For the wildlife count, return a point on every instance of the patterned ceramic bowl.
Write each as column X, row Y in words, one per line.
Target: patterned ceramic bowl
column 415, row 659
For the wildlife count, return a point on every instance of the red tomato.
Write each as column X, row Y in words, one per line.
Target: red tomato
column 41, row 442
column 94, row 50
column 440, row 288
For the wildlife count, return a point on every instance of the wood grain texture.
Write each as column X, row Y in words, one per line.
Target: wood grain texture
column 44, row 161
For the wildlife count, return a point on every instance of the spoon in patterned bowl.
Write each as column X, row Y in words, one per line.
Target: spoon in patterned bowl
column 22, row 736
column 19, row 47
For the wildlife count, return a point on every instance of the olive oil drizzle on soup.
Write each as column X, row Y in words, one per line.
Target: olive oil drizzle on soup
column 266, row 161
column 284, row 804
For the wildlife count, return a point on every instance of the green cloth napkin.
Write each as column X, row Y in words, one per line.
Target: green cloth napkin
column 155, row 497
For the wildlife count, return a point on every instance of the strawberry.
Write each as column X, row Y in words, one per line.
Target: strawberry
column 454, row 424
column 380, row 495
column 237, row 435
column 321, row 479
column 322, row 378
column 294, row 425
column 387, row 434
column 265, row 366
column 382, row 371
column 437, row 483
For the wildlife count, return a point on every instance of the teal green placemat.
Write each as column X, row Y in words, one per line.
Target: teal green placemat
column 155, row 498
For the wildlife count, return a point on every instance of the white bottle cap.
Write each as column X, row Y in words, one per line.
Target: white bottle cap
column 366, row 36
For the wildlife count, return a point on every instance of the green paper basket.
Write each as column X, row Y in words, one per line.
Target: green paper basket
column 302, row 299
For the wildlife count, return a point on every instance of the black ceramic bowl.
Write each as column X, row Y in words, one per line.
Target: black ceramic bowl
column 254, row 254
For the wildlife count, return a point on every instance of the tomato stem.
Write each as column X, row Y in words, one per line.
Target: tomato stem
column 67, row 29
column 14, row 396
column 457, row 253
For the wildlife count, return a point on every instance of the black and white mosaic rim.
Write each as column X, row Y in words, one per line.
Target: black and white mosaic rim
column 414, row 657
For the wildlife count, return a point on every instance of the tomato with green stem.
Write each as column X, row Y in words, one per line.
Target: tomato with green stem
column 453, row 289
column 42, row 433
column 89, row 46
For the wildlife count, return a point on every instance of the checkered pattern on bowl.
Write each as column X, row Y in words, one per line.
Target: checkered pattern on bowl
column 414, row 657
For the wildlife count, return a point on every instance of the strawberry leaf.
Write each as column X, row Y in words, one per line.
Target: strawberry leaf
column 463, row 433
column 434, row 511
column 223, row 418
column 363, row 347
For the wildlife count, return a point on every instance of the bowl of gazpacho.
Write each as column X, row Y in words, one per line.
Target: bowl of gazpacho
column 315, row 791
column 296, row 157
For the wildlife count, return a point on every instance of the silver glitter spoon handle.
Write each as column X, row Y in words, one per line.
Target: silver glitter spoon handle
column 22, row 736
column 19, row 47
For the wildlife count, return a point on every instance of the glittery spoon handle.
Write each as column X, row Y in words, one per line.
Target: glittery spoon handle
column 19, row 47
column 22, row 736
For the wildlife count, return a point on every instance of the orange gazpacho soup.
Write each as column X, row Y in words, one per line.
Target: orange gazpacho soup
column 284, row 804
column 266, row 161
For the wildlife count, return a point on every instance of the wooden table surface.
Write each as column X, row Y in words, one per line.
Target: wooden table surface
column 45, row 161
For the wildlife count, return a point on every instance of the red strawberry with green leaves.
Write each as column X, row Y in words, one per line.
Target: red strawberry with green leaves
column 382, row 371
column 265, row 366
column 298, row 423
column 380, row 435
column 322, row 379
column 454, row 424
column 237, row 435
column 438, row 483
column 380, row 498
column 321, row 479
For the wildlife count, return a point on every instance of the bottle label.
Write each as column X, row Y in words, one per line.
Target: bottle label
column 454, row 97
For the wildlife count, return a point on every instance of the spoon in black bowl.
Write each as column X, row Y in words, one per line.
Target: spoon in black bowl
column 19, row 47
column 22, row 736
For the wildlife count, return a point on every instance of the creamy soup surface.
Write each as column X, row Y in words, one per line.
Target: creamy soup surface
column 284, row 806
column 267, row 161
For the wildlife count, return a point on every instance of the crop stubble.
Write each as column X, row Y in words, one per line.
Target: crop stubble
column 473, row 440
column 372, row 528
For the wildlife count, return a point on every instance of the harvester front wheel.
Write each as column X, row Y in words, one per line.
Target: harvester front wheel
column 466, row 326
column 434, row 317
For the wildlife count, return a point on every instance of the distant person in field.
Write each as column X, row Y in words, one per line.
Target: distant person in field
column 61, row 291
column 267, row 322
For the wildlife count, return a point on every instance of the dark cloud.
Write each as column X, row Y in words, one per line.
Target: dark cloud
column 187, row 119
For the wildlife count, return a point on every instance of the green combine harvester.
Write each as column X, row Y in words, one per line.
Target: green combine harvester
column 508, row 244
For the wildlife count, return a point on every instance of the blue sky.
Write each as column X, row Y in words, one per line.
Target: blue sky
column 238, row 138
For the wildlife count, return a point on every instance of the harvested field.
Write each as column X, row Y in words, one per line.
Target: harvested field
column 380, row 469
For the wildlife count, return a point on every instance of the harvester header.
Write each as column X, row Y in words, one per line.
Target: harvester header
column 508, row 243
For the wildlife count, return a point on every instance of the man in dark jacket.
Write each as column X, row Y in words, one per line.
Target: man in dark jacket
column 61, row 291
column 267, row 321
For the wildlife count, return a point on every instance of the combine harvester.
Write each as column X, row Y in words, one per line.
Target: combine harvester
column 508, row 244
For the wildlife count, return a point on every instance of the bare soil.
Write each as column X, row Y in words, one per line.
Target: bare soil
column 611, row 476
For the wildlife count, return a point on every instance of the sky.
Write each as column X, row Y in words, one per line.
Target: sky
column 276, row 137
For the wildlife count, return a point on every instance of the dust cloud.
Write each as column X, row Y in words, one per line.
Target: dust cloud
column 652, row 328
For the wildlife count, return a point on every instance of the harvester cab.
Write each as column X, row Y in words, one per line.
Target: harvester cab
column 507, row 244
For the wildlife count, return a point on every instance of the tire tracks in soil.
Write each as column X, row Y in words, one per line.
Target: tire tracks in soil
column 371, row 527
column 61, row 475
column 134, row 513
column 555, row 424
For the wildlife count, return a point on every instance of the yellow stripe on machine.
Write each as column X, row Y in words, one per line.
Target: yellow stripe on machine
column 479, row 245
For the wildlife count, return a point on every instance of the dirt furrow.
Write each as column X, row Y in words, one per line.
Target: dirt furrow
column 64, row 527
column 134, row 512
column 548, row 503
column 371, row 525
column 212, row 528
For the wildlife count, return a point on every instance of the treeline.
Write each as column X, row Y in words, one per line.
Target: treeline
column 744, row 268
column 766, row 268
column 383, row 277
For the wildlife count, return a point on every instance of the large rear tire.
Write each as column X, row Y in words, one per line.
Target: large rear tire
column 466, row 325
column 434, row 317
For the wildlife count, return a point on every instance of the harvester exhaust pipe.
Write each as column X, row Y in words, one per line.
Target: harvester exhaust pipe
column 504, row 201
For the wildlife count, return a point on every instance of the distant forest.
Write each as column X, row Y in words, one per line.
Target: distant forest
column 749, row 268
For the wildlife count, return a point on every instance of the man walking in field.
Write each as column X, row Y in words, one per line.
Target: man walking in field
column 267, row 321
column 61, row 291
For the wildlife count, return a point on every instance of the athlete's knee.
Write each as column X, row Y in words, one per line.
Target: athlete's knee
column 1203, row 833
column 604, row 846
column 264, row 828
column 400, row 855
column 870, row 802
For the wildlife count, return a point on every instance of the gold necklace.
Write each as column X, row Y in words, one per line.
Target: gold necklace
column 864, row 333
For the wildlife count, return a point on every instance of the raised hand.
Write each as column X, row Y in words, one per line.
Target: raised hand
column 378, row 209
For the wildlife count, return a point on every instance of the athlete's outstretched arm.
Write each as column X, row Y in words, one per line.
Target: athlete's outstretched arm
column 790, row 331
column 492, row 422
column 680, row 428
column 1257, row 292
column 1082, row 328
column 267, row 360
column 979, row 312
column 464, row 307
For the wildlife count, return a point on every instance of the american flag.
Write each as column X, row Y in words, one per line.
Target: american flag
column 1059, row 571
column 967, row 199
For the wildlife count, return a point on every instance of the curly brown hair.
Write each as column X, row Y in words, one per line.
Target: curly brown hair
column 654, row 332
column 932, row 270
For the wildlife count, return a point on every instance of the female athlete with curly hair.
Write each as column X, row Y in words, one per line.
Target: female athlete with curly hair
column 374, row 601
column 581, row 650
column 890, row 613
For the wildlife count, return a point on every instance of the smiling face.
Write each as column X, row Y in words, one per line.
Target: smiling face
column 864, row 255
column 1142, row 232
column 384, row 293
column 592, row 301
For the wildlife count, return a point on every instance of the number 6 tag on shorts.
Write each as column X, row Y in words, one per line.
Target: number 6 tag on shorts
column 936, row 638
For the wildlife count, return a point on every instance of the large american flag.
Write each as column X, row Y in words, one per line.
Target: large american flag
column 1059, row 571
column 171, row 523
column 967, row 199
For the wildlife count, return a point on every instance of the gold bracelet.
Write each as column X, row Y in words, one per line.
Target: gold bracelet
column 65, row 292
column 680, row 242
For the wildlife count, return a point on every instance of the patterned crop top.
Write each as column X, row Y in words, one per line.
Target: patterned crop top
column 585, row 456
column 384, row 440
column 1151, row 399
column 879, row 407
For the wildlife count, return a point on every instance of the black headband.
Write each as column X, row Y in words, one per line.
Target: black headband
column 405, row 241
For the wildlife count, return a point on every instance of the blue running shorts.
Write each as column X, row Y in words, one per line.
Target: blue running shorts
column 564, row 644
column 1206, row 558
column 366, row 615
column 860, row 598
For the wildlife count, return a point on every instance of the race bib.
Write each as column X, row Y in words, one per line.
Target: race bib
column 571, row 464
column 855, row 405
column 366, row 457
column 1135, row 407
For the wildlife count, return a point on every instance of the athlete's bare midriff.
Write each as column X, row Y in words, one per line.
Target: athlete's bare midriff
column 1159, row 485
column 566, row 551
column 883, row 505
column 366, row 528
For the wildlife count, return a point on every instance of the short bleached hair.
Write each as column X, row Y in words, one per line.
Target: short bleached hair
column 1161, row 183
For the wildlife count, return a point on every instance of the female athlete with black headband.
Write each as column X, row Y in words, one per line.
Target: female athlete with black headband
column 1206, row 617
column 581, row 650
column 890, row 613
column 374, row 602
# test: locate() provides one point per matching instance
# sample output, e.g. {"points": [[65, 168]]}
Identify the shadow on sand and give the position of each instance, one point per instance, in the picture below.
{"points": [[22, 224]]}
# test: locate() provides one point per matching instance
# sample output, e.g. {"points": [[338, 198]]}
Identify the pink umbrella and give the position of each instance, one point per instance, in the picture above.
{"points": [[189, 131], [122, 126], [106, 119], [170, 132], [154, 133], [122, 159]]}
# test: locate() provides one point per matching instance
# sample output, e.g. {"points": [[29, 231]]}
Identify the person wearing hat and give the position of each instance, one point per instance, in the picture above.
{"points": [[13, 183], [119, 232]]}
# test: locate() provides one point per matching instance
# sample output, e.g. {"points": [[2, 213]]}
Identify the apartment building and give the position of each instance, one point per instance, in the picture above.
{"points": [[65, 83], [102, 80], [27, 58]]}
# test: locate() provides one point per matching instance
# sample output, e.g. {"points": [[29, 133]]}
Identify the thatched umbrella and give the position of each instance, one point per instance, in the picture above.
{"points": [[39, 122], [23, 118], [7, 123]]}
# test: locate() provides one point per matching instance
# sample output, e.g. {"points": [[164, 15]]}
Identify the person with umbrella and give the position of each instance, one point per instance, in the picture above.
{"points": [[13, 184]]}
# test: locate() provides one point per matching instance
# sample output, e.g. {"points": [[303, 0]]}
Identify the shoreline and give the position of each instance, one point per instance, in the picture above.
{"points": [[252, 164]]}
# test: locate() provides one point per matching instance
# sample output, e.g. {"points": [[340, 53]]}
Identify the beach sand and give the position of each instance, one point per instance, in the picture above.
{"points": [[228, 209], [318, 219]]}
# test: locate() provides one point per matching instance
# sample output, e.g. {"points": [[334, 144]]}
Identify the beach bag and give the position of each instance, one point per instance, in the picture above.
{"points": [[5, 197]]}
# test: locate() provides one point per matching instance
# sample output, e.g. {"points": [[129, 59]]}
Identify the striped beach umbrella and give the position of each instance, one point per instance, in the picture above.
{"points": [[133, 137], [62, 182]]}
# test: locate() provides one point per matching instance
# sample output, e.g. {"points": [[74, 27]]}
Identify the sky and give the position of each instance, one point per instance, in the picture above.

============================================================

Print, exactly as written, the first line of the records above and each line after it until the line with "wood grain texture.", which is printed too.

*Problem solution:*
For the wildlife count, return a point on every instance of the patterned ceramic bowl.
Write each as column X, row Y in words, one per line.
Target: patterned ceramic bowl
column 415, row 659
For the wildlife count, return a point on every instance of the red tomato.
Write each as column X, row Y in words, one per line.
Target: red tomato
column 41, row 442
column 94, row 50
column 440, row 288
For the wildlife count, return a point on every instance of the wood grain texture.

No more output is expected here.